> _Excerpt provided_:
The shift. File-based Snowpipe makes you serialize rows into files on a stage, then waits for detection and a COPY — minutes of latency and a small-files problem to manage. Snowpipe Streaming's SDK opens a channel and appends rows directly over the network; Snowflake handles the columnar conversion server-side and the rows are queryable in seconds. For a continuous event stream, the file step was always the wrong abstraction.

## Channels: the unit of ordering and parallelism

A **channel** is a logical, ordered connection from one client to one table. Rows you insert on a channel are committed in order, and a channel is owned by exactly one writer at a time. This gives you two things at once. **Ordering**: within a channel, order is preserved — so if you map one source partition (a Kafka partition, a shard, a device) to one channel, that source's events stay in order. **Parallelism**: you scale throughput by opening *many* channels — to the same table or across tables — and writing to them concurrently, the same way you'd use many partitions. The design question for any Snowpipe Streaming app is "what's my channel key?" — usually it mirrors your upstream partitioning so ordering and parallelism line up.

> _Problem set_:
A: In the Snowpipe Streaming excerpt, rewrite the passage from "The shift. File-based" to "the wrong abstraction.", swapping "rows" for "records".
B: For each statement, say whether the Snowpipe Streaming excerpt supports it, and quote the deciding words: (i) File-based Snowpipe makes data queryable in seconds. (ii) A channel can be owned by several writers at the same time. (iii) With Snowpipe Streaming, Snowflake performs the columnar conversion server-side.

> _Collected material_:
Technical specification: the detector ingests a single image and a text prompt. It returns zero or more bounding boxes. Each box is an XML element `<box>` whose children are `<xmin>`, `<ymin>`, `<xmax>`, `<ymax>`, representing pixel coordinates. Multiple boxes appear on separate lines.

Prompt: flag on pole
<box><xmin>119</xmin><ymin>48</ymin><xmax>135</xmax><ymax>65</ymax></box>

> _Per-task answers_:
A:
The shift. File-based Snowpipe makes you serialize records into files on a stage, then waits for detection and a COPY — minutes of latency and a small-files problem to manage. Snowpipe Streaming's SDK opens a channel and appends records directly over the network; Snowflake handles the columnar conversion server-side and the records are queryable in seconds. For a continuous event stream, the file step was always the wrong abstraction.

B:
(i) No: "minutes of latency and a small-files problem to manage."
(ii) No: "a channel is owned by exactly one writer at a time."
(iii) Yes: "Snowflake handles the columnar conversion server-side."